_RECORDS FOR THIS EXERCISE_
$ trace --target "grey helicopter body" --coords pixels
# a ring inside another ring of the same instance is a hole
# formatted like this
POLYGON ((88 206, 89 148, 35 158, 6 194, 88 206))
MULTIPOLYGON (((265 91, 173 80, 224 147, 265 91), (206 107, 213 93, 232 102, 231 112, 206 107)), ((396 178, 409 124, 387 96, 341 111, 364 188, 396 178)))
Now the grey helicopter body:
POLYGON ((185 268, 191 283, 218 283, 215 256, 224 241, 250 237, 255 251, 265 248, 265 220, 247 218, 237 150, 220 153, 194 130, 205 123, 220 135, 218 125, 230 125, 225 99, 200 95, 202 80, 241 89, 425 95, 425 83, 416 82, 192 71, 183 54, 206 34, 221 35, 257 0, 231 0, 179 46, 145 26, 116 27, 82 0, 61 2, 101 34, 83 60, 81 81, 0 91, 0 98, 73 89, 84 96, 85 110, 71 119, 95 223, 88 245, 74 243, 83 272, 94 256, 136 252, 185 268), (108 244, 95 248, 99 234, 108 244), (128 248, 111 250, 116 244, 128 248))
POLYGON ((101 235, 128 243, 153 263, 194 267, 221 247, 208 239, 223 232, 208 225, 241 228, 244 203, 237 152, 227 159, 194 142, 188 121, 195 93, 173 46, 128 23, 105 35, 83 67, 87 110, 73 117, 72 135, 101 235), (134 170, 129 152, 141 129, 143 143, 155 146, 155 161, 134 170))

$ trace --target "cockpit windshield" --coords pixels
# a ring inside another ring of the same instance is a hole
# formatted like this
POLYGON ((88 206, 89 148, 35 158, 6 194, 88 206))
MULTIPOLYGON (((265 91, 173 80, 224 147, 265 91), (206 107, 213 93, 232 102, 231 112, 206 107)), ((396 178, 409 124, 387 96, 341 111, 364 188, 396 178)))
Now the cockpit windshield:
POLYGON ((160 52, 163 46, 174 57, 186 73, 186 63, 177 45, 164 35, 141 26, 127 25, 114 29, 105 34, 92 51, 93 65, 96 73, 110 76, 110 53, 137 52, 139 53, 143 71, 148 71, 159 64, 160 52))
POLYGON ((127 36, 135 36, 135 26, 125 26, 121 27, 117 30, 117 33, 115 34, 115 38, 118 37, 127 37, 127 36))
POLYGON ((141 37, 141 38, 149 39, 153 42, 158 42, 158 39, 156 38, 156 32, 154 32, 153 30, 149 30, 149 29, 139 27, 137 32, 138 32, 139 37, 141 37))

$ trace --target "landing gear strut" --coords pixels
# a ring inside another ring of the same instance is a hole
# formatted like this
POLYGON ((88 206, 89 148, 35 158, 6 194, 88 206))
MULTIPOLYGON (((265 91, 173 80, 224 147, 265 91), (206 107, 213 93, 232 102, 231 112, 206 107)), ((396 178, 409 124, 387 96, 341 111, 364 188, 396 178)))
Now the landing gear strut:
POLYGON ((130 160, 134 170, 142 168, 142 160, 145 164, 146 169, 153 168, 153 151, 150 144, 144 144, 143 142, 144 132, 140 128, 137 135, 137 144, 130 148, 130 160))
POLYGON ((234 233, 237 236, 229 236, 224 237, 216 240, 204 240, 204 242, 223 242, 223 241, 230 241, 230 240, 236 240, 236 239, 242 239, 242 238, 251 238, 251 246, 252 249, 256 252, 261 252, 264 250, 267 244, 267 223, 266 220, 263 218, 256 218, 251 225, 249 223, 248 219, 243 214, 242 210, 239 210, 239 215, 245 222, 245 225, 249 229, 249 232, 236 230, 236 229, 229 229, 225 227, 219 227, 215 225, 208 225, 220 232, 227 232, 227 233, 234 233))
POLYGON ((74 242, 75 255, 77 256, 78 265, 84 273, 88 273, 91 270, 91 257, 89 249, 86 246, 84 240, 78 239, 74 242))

_WORK TO DO_
Rewrite the listing above with each "hole" changed to "cutout" and nothing else altered.

_THE RESULT_
$ trace --target "grey helicopter body" --coords pixels
# a ring inside another ring of the same instance is a cutout
# formatted like this
POLYGON ((88 206, 89 148, 35 158, 6 194, 88 206))
MULTIPOLYGON (((265 91, 173 80, 224 147, 265 91), (206 107, 213 93, 232 102, 231 112, 206 107)), ((396 178, 409 124, 387 96, 341 111, 364 188, 396 178)))
Now the grey helicopter body:
POLYGON ((185 268, 191 283, 218 283, 215 256, 224 241, 250 237, 255 251, 265 248, 265 220, 247 218, 237 150, 220 153, 194 130, 205 123, 220 135, 218 125, 230 125, 225 99, 200 95, 202 80, 241 89, 425 95, 425 83, 416 82, 192 71, 183 54, 206 34, 221 35, 257 0, 231 0, 179 46, 145 26, 116 27, 82 0, 61 2, 101 34, 83 60, 81 81, 0 91, 0 98, 73 89, 84 96, 85 110, 71 119, 95 223, 88 245, 74 243, 83 272, 94 256, 136 252, 185 268), (108 244, 95 248, 99 234, 108 244), (128 248, 111 250, 116 244, 128 248))
POLYGON ((101 235, 128 243, 153 263, 194 267, 221 247, 208 239, 223 232, 208 225, 241 228, 244 203, 237 152, 227 159, 194 142, 188 121, 195 93, 173 46, 128 23, 105 35, 83 67, 87 110, 73 117, 72 135, 101 235), (134 170, 129 152, 141 129, 143 143, 155 146, 155 161, 134 170))

$ trace --target "cockpit windshield" --coords pixels
# a ring inside another ring of the same instance is a cutout
# formatted like this
POLYGON ((88 206, 89 148, 35 158, 6 194, 88 206))
MULTIPOLYGON (((265 91, 173 80, 224 147, 265 91), (206 107, 213 93, 232 102, 231 112, 206 107)), ((396 178, 409 124, 387 96, 341 111, 364 188, 396 178)))
Now the cockpit windshield:
POLYGON ((160 52, 163 46, 174 57, 186 73, 186 63, 177 45, 164 35, 141 26, 127 25, 114 29, 105 34, 92 51, 93 65, 96 73, 110 76, 110 53, 137 52, 139 53, 143 71, 148 71, 159 64, 160 52))
POLYGON ((127 36, 135 36, 135 26, 125 26, 121 27, 117 30, 117 33, 115 34, 115 38, 118 37, 127 37, 127 36))
POLYGON ((141 37, 141 38, 149 39, 153 42, 158 42, 158 39, 156 38, 156 32, 154 32, 153 30, 149 30, 149 29, 139 27, 137 32, 138 32, 139 37, 141 37))

$ trace --target "landing gear strut" --coords pixels
# a ring inside another ring of the same instance is a cutout
# formatted like this
POLYGON ((88 206, 89 148, 35 158, 6 194, 88 206))
MULTIPOLYGON (((265 91, 173 80, 224 147, 265 91), (206 107, 213 93, 232 102, 231 112, 206 107)), ((396 178, 409 124, 387 96, 341 111, 364 188, 396 178)))
Now the landing gear strut:
POLYGON ((130 160, 134 170, 142 168, 142 160, 145 164, 146 169, 153 168, 153 151, 150 144, 144 144, 143 142, 144 132, 140 128, 137 135, 137 144, 130 148, 130 160))
POLYGON ((234 233, 237 236, 229 236, 224 237, 216 240, 204 240, 204 242, 223 242, 223 241, 230 241, 230 240, 236 240, 236 239, 242 239, 242 238, 251 238, 251 246, 252 249, 256 252, 261 252, 264 250, 267 244, 267 223, 266 220, 263 218, 256 218, 251 225, 249 223, 248 219, 243 214, 242 210, 239 210, 239 215, 245 222, 245 225, 249 229, 249 232, 236 230, 236 229, 229 229, 225 227, 219 227, 215 225, 208 225, 220 232, 227 232, 227 233, 234 233))
POLYGON ((74 242, 75 255, 77 256, 78 265, 84 273, 88 273, 91 270, 91 257, 89 249, 86 246, 84 240, 78 239, 74 242))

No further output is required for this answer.